- AUFGABE 1
Kannst du den folgenden Forenthread über Transalp-Anbieter vollständig und wortgetreu niederschreiben?

- VORGEGEBENER TEXT
= = =
# Empfehlungen - Transalp Anbieter gesucht?



## radon-biker-qlt (12. Oktober 2012)

Hallo Leute,

wir wollen nächstes Jahr unseren erste Transalptour machen.

Was für Anbieter könnt Ihr aus Euerer, oder Bekannten Erfahrung empfehlen?
Alpenerfahrung haben.

Danke für Eure Empfehlungen


----------



## racing_basti (12. Oktober 2012)

So wie du es beschreibst, scheint ihr eher einen Alpencross für Einsteiger machen zu wollen, oder? 
Schreib am Besten mal noch dazu was ihr euch so vorstellt. Denn es gibt Veranstalter die sich eher auf Einsteiger-, Freeride-, Trail-, Vario- uva. -touren spezialisiert haben.


----------



## MTB-News.de




----------



## Hofbiker (12. Oktober 2012)

Servus, 

Ich persönlich kann dir keinen Tipp geben, da ich die Touren immer selber organisiere und durchziehe. Im vergangenen Sommer hatte ich eine Truppe von ULP Bike gesehen, der Guide hatte eine super Erklärung über die Strecke und den Verlauf abgeben, das ich auch gleich für mich umsetzen konnte!
= = =
- EINTRÄGE

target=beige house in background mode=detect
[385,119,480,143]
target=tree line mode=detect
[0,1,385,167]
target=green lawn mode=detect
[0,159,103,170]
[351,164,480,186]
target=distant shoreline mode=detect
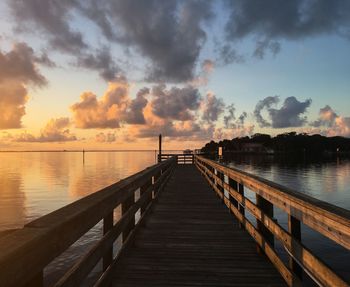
= = =
- AUFGABE 2
Kannst du sämtliche Zeilen der Auflistung oben unverändert herausziehen? Lass die Bilder in der Antwort weg.

- FERTIGE ANTWORT 1
# Empfehlungen - Transalp Anbieter gesucht?



## radon-biker-qlt (12. Oktober 2012)

Hallo Leute,

wir wollen nächstes Jahr unseren erste Transalptour machen.

Was für Anbieter könnt Ihr aus Euerer, oder Bekannten Erfahrung empfehlen?
Alpenerfahrung haben.

Danke für Eure Empfehlungen


----------



## racing_basti (12. Oktober 2012)

So wie du es beschreibst, scheint ihr eher einen Alpencross für Einsteiger machen zu wollen, oder? 
Schreib am Besten mal noch dazu was ihr euch so vorstellt. Denn es gibt Veranstalter die sich eher auf Einsteiger-, Freeride-, Trail-, Vario- uva. -touren spezialisiert haben.


----------



## MTB-News.de




----------



## Hofbiker (12. Oktober 2012)

Servus, 

Ich persönlich kann dir keinen Tipp geben, da ich die Touren immer selber organisiere und durchziehe. Im vergangenen Sommer hatte ich eine Truppe von ULP Bike gesehen, der Guide hatte eine super Erklärung über die Strecke und den Verlauf abgeben, das ich auch gleich für mich umsetzen konnte!

- FERTIGE ANTWORT 2
target=beige house in background mode=detect
[385,119,480,143]
target=tree line mode=detect
[0,1,385,167]
target=green lawn mode=detect
[0,159,103,170]
[351,164,480,186]
target=distant shoreline mode=detect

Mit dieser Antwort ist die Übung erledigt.